# Written problem:
Put every record below into a two-column CSV with the header input,output, one row per record: its text under input and its answer under output, each in a single quoted field with line breaks replaced by spaces.

# Raw data:

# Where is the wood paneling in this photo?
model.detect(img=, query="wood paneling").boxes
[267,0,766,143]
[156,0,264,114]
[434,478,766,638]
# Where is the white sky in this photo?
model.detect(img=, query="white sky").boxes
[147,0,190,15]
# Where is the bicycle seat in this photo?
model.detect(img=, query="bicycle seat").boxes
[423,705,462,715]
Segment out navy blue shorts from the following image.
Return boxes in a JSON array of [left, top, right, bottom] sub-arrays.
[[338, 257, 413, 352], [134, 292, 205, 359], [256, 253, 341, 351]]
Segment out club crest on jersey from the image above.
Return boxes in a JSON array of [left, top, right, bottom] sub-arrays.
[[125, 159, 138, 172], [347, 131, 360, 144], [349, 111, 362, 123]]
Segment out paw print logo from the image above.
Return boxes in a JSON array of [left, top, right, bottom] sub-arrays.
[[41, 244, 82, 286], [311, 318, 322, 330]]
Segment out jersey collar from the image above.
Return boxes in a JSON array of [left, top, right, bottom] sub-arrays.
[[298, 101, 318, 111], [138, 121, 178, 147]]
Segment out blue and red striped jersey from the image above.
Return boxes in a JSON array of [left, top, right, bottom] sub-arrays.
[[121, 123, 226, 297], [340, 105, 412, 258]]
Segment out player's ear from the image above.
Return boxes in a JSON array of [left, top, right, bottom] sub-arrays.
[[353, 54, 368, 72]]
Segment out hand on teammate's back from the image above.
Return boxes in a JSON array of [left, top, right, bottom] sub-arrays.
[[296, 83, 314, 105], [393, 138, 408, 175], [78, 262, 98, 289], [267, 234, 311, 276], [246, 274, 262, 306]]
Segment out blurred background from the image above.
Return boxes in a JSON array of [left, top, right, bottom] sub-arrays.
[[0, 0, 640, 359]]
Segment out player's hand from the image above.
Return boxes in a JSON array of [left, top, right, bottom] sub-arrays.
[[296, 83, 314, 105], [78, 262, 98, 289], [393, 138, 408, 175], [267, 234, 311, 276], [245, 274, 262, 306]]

# Solution to the exercise:
input,output
"# Where is the wood paneling in this photo? model.detect(img=, query=""wood paneling"").boxes","[267,0,766,143] [156,0,264,114] [434,478,766,638]"
"# Where is the white sky in this photo? model.detect(img=, query=""white sky"").boxes","[147,0,190,15]"
"# Where is the bicycle seat in this photo? model.detect(img=, query=""bicycle seat"").boxes","[423,705,462,715]"
"Segment out navy blue shorts from the following image. Return boxes in a JSON array of [left, top, right, bottom] sub-arrays.","[[338, 257, 413, 352], [134, 292, 205, 359], [256, 253, 341, 351]]"
"Segment out club crest on jersey from the image above. Return boxes in a JSON array of [left, top, right, bottom] sub-arrays.","[[125, 159, 138, 172], [347, 131, 360, 144], [349, 111, 362, 123]]"
"Segment out paw print logo from the image above. Return boxes in a JSON array of [left, top, right, bottom] sub-arrays.","[[41, 244, 82, 286], [311, 318, 322, 330]]"
"Segment out jersey collar from the image above. Return boxes in a JSON array of [left, top, right, bottom] sub-arrays.","[[298, 101, 318, 111], [138, 121, 178, 147]]"
"Segment out blue and red striped jersey from the image above. Return boxes in a JSON array of [left, top, right, bottom] sub-arrays.","[[121, 123, 226, 297], [340, 105, 412, 258]]"
"Segment out player's ear from the image above. Return boxes in a JSON array of [left, top, right, bottom] sub-arrays.","[[353, 54, 368, 72]]"
"Segment out hand on teammate's back from the image above. Return boxes in a JSON array of [left, top, right, bottom] sub-arrays.","[[296, 83, 314, 105], [393, 138, 408, 175], [78, 262, 98, 289], [267, 234, 311, 276], [246, 274, 262, 306]]"
"Segment out blurred background from the image above. Return boxes in a JSON array of [left, top, right, bottom] sub-arrays.","[[0, 0, 640, 359]]"
"Segment out player's hand from the image above. Return boxes in a JSON array of [left, top, right, bottom] sub-arrays.","[[296, 83, 314, 105], [78, 262, 98, 289], [393, 138, 408, 175], [267, 234, 311, 276], [245, 274, 262, 306]]"